:: 閱讀文章

扒開了人性的外衣,你我都同樣可憐──邊緣人〈孔乙己〉
魯迅先生的〈孔乙己〉,作為一個2000多字的短篇小說,其故事簡單,也非以情節取勝,給人印象深刻的是魯迅先生用精巧細膩的筆觸刻畫了「孔乙己」這個入木三分的人物形象。
孔乙己可謂深入人心,至今還有人用「知道茴香豆的『茴』字有幾種寫法麼」這樣的語句來調侃別人的迂腐,一種普遍的觀點因此形成:孔乙己=迂腐。
這些都有道理,卻並不準確全面,在〈孔乙己〉這篇小說中,只有國民性才是魯迅要竭力去扒開的,況且,國民性這種東西的撕扒,不僅在魯迅的小說中廣泛存在,更常見於他的雜文等體裁的作品。
〈孔乙己〉篇幅雖然不長,但它卻全景式地揭開了國民人性中最醜陋的三個方面:奴性、冷漠麻木和尋樂獵奇。更重要的是,小說所要體現出來的不僅僅是孔乙己的悲劇,而是更多的旁觀者、掌控孔乙己命運進程的參與者,在他們的集體參與下,孔乙己淪落成一個悲劇化的社會邊緣人。
〈孔乙己〉的價值,在於揭示那個時代中一個社會邊緣人的命運是如何被造就,在於對現代社會中那些游離在社會中心之外的人們內心的一種映照,它提供給當下人們的應該是一種全新的思考──人們該如何正確地以邊緣人的思維來審視人與人之間的關係和反思我們所處的時代。

::::

* [作答要求]
A - 按照文章的說法,〈孔乙己〉揭開了國民人性中哪幾個最醜陋的方面?請全部列出。
B - 請從文章中一字不差地抄錄從「扒開了人性的外衣,你我都同樣可憐──邊緣人〈孔乙己〉」到「觀點因此形成:孔乙己=迂腐。」的那一段。
作答時只能依據文章本身。

:: 材料摘錄

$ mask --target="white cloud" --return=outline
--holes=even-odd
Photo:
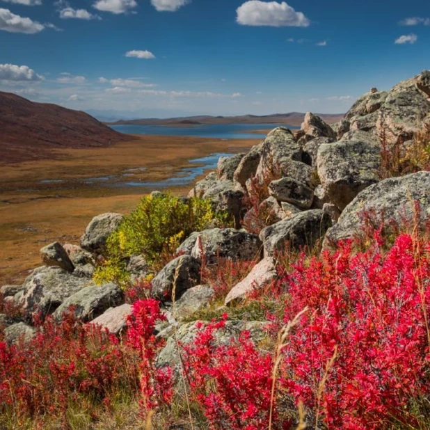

::::

* [各題解答]
A - 奴性、冷漠麻木、尋樂獵奇

B -
扒開了人性的外衣,你我都同樣可憐──邊緣人〈孔乙己〉
魯迅先生的〈孔乙己〉,作為一個2000多字的短篇小說,其故事簡單,也非以情節取勝,給人印象深刻的是魯迅先生用精巧細膩的筆觸刻畫了「孔乙己」這個入木三分的人物形象。
孔乙己可謂深入人心,至今還有人用「知道茴香豆的『茴』字有幾種寫法麼」這樣的語句來調侃別人的迂腐,一種普遍的觀點因此形成:孔乙己=迂腐。